Stored data entries
--- --- ---

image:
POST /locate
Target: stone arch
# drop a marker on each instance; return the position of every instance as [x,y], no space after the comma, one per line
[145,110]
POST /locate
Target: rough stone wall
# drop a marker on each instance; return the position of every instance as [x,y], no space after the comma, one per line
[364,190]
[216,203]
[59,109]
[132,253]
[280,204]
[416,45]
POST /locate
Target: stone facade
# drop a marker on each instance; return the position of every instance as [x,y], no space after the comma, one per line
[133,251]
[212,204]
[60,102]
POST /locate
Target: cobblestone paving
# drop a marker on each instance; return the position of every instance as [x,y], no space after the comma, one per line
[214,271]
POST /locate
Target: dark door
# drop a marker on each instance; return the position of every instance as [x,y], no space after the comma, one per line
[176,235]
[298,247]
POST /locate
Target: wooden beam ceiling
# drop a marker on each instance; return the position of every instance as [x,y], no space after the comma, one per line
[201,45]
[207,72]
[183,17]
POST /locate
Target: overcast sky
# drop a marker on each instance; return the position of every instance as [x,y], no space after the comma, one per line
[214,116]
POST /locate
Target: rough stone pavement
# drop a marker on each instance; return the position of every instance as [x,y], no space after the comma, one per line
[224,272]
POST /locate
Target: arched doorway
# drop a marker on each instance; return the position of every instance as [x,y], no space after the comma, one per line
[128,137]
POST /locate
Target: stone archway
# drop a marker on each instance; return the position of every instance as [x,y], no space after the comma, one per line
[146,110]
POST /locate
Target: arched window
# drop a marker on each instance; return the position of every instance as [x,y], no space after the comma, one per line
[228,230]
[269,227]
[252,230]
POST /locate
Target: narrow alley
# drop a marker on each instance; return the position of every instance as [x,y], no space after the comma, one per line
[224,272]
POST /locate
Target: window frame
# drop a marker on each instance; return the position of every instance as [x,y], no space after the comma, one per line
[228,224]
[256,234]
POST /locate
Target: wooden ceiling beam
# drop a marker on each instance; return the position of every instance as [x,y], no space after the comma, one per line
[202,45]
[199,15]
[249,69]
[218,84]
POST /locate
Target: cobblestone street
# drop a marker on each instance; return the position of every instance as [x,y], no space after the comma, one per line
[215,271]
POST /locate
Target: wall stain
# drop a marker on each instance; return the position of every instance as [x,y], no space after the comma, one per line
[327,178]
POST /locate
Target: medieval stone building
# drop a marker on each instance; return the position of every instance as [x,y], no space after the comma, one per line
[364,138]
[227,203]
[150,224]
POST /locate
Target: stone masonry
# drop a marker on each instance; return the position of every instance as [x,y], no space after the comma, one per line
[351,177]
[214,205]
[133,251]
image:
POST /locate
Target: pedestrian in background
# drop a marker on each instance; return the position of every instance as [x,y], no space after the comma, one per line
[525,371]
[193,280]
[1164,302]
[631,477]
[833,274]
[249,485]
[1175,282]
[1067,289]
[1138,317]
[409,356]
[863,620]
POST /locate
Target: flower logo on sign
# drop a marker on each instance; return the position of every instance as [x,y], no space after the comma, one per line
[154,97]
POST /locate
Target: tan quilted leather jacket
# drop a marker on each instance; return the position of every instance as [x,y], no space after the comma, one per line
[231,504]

--- --- ---

Report, with no additional words, how many lines in the records above contain the word "ceiling".

2